Publicamos na Tribuna Aberta do Esquerda Diário contribuição enviada por professor da rede pública do Paraná.

quarta-feira 28 de março de 2018 | Edição do dia

Foto: "Os Operários", de Tarsila do Amaral

É discurso corrente, disseminado: o povo brasileiro não tem memória, não sabe votar, tem o governo que merece.

É estranho não lembrar que este povo é dopado e chibatado sempre que é necessário há 5 séculos. Foi assim com os índios: açúcar, cachaça, espelho, pólvora e vírus.

A colonização conseguiu escrever o nascimento deste país. Os livros didáticos são a prova mais pérfida e viva desta terrível narrativa.

Até bem pouco tempo, se não fosse o querido Darcy Ribeiro, este país teria o nome de Brasil (pelo pau-brasil). Tentaram com todas as armas fazer esquecer os Brazis que aqui viveram por mais de dez mil anos.

A pólvora e a tortura selou inúmeras rebeliões, silenciou inúmeras vozes e a história escrita nunca transcreveu com fidelidade o que tantas vozes expressaram.

Muito pelo contrário, a história do Brasil é a história do esquecimento.

Não sabemos e não queremos saber quem são os nossos negros, quem são nossos índios, quem são nossas mulheres, quem são nossos jovens.

Esquecemos, somos a terra do esquecimento.

• DADOS FORNECIDOS:
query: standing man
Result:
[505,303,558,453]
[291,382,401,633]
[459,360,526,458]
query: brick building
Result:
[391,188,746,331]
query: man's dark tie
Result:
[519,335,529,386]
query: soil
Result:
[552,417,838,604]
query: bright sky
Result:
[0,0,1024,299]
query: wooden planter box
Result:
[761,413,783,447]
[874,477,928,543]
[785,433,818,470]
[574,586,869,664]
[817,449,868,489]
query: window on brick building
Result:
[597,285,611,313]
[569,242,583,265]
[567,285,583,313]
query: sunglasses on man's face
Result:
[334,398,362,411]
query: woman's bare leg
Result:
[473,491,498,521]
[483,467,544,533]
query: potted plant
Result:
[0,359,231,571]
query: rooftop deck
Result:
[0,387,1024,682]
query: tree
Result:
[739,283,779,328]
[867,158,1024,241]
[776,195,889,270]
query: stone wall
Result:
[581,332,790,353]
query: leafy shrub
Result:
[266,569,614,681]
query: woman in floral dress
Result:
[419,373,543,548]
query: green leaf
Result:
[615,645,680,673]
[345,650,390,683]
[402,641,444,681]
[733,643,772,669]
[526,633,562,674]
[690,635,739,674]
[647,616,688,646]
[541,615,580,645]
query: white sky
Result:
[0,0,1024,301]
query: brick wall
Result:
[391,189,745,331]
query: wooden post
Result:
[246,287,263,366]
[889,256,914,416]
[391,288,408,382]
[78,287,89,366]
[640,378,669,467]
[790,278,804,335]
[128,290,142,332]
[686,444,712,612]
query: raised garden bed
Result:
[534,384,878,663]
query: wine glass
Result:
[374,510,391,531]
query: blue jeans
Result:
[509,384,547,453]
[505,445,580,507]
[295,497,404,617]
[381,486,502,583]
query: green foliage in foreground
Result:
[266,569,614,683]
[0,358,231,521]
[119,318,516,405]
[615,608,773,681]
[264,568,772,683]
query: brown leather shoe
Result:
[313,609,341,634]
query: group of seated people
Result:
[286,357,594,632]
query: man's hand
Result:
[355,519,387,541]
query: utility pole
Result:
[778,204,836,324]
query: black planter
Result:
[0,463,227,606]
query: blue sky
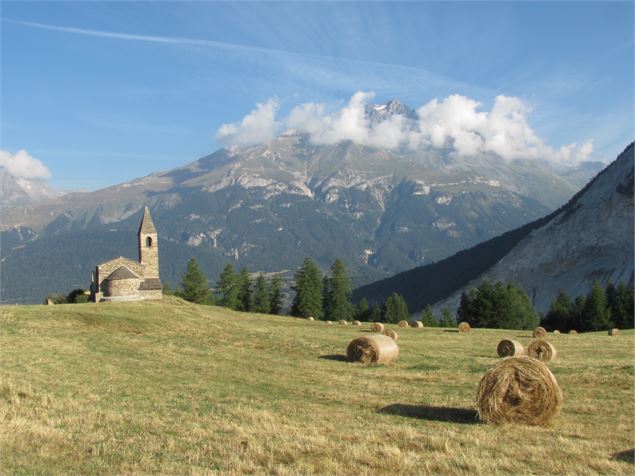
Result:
[0,1,634,189]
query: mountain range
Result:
[0,101,608,302]
[354,143,635,312]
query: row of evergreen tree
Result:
[542,281,635,331]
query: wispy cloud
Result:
[3,19,495,98]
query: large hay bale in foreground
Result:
[346,334,399,364]
[383,329,399,340]
[370,322,384,332]
[527,339,558,362]
[496,339,525,357]
[476,357,562,425]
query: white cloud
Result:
[0,150,51,178]
[218,91,593,165]
[216,98,280,146]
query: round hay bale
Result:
[346,334,399,364]
[476,357,562,425]
[527,339,558,362]
[383,329,399,340]
[370,322,384,332]
[496,339,525,357]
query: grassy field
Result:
[0,298,635,475]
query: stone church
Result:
[90,207,163,302]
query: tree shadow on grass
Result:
[611,448,635,464]
[319,354,348,362]
[378,403,478,424]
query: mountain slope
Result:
[354,144,634,312]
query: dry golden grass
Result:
[0,299,635,475]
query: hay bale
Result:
[346,334,399,364]
[527,339,558,362]
[496,339,525,357]
[382,329,399,340]
[476,357,562,425]
[370,322,384,332]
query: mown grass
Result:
[0,298,635,474]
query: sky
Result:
[0,1,635,190]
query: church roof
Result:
[106,266,141,281]
[139,207,157,234]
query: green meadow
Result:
[0,298,635,475]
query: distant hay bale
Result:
[370,322,384,332]
[496,339,525,357]
[346,334,399,364]
[476,357,562,425]
[527,339,558,362]
[383,329,399,340]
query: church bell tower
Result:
[137,207,159,279]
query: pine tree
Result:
[421,304,439,327]
[355,298,370,321]
[180,258,209,304]
[382,293,410,324]
[291,258,324,319]
[236,266,254,312]
[542,291,575,332]
[269,274,284,315]
[254,273,271,314]
[324,259,353,321]
[580,281,610,331]
[216,263,238,310]
[439,307,456,327]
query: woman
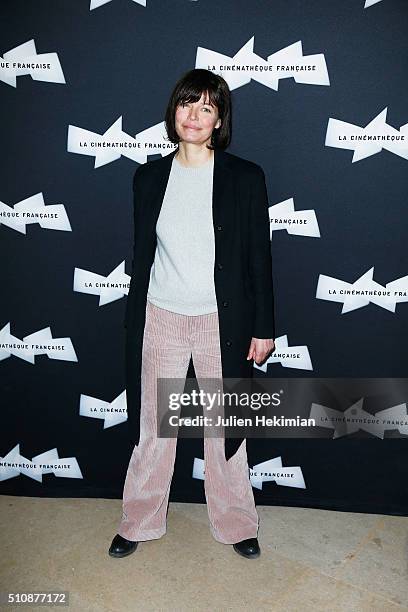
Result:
[109,69,275,558]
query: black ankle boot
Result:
[233,538,261,559]
[109,533,139,557]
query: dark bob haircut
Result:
[164,68,231,149]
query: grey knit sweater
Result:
[147,156,217,315]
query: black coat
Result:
[124,149,275,459]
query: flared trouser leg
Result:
[117,301,259,544]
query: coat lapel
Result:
[148,149,231,235]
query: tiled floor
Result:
[0,496,408,612]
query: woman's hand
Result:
[247,338,275,365]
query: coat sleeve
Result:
[249,165,275,340]
[123,166,142,328]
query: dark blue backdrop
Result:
[0,0,408,514]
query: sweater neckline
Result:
[173,157,214,172]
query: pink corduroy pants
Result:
[117,300,259,544]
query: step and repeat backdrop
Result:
[0,0,408,515]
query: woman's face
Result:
[175,93,221,144]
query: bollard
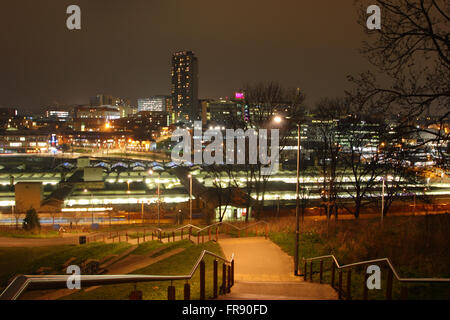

• TAREFA PROPOSTA:
Troque "rebeliões" por "revoltas" no trecho do texto sobre o esquecimento na história do Brasil que vai de "A colonização conseguiu" até "são nossos jovens.", inclusive, e apresente esse trecho já alterado.

• TAREFA CONCLUÍDA:
A colonização conseguiu escrever o nascimento deste país. Os livros didáticos são a prova mais pérfida e viva desta terrível narrativa.

Até bem pouco tempo, se não fosse o querido Darcy Ribeiro, este país teria o nome de Brasil (pelo pau-brasil). Tentaram com todas as armas fazer esquecer os Brazis que aqui viveram por mais de dez mil anos.

A pólvora e a tortura selou inúmeras revoltas, silenciou inúmeras vozes e a história escrita nunca transcreveu com fidelidade o que tantas vozes expressaram.

Muito pelo contrário, a história do Brasil é a história do esquecimento.

Não sabemos e não queremos saber quem são os nossos negros, quem são nossos índios, quem são nossas mulheres, quem são nossos jovens.